-- KURZE AUFGABE 1 --
Führen Sie alles auf, was die Gäste laut dem Bericht über den Oktoberfest-Start nicht vom Besuch abhielt.

-- VORLIEGENDER TEXT --
Oktoberfest-Start: 600.000 Besucher am ersten Wiesn-Wochenende

Kühle Temperaturen draußen, heiße Stimmung drinnen: Nasskalt und dennoch mit großer Feierlaune hat das Münchner Oktoberfest begonnen.

Zuerst floss Regen, dann Bier in Strömen - feucht-fröhlich hat am Wochenende das Münchner Oktoberfest begonnen. Bunte Schirme unter grauem Himmel prägten zeitweise das Bild, dazwischen Lichtblicke mit Sonnenstrahlen. In den Zelten feierten die Gäste ausgelassen und entspannt.

Terror-Sorgen blieben außen vor. Immerhin ist die Theresienwiese für die nächsten zwei Wochen mit Hunderten Polizeibeamten und weit über 1000 Security-Mitarbeitern einer der bestbewachten Orte der Welt. Die Kontrollen, das Rucksackverbot und der Zaun rund ums Festgelände hielten die Gäste nicht ab: Rund 600.000 Besucher und damit 100.000 mehr als im Vorjahr kamen am ersten Wochenende nach Schätzungen der Festleitung zum größten Volksfest der Welt. „Die Liebe zur Wiesn kehrt zurück“, sagte Festleiter und Bürgermeister Josef Schmid (CSU).

Hatten manche den Trachtentrend schon im Abklingen gesehen, so wurden sie am Samstag und Sonntag eines Besseren belehrt: Lederhose und Dirndl, letztere sogar in seriös-hochgeschlossenen Varianten, dominierten die Oktoberfest-Mode. Kombiniert wird häufiger als früher mit traditionellen Haferlschuhen - und immer wieder mit weißen Turnschuhen.

Barack Obama hatte abgesagt

Auch die Prominenz feierte mit - ein wenig. Barack Obama, von Oberbürgermeister Dieter Reiter (SPD) ausdrücklich eingeladen, hatte abgesagt. In den einschlägigen Zelten herrschte eher mäßige Promi-Dichte. Fußball-Nationalspieler Mats Hummels war da, der Maler Markus Lüpertz, die Schauspielerinnen Susanne Wuest und Sibel Kekilli, die Schlagerstars Marianne und Michael Hartl sowie Roberto Blanco, TV-Moderator Florian Silbereisen, Sänger Patrick Lindner mit seinem Lebenspartner Peter Schäfer. Für Empörung hatte zeitweise eine Internetseite gesorgt, die Schwule auf der Wiesn zur Zurückhaltung mahnte - weil angeblich nicht jeder Besucher des Oktoberfest so tolerant sei, dass er sich über schwule Paare freue.

Auf den Bänken in den Zelten schunkelten die Massen zu erprobten Wiesn-Hits, unzählige Male erhoben sich unzählige Krüge zum „Prosit der Gemütlichkeit“. Zehntausende Liter Bier rannen durch durstige Kehlen. Am Hügel hinter den Zelten übermannte manch einen der Schlaf - über den die Polizei sorgsam wachte: Die Beamten nahmen mehrere Diebe fest, die sich an die Taschen der bierselig Träumenden herangemacht hatten - und prägten für die Langfinger erstmals den speziellen Wiesn-Begriff „Schläferdiebe“.

-- KURZE AUFGABE 2 --
Schreiben Sie die unten folgenden Einträge ohne jede Änderung ab, vom Anfang der Einträge bis einschließlich der Zeile mit "top-left (200, 61), bottom-right (266, 85)".

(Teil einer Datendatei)
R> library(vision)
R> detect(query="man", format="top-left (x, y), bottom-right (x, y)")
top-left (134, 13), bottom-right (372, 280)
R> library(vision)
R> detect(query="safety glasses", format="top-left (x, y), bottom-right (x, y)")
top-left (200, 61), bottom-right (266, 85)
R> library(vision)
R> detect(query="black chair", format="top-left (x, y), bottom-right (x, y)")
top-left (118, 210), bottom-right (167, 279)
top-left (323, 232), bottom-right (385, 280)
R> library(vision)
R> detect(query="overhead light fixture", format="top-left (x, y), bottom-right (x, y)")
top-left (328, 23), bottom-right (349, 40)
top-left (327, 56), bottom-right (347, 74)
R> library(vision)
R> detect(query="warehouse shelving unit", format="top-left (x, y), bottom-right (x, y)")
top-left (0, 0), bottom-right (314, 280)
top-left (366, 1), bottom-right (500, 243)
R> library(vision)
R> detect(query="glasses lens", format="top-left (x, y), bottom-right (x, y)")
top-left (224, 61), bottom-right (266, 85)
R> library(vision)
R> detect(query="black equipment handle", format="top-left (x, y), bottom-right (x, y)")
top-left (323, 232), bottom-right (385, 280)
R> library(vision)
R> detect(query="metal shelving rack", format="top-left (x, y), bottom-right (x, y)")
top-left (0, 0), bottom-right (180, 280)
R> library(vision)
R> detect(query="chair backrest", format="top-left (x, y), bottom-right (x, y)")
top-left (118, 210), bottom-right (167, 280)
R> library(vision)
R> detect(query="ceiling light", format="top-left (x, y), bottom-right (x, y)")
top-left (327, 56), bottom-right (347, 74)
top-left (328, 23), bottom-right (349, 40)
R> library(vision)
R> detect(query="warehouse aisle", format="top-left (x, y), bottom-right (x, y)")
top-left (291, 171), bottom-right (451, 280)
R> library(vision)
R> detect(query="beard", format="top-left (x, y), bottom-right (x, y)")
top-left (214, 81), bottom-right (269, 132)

-- LÖSUNG DER AUFGABE 1 --
Die Kontrollen, das Rucksackverbot und der Zaun rund ums Festgelände.

-- LÖSUNG DER AUFGABE 2 --
R> library(vision)
R> detect(query="man", format="top-left (x, y), bottom-right (x, y)")
top-left (134, 13), bottom-right (372, 280)
R> library(vision)
R> detect(query="safety glasses", format="top-left (x, y), bottom-right (x, y)")
top-left (200, 61), bottom-right (266, 85)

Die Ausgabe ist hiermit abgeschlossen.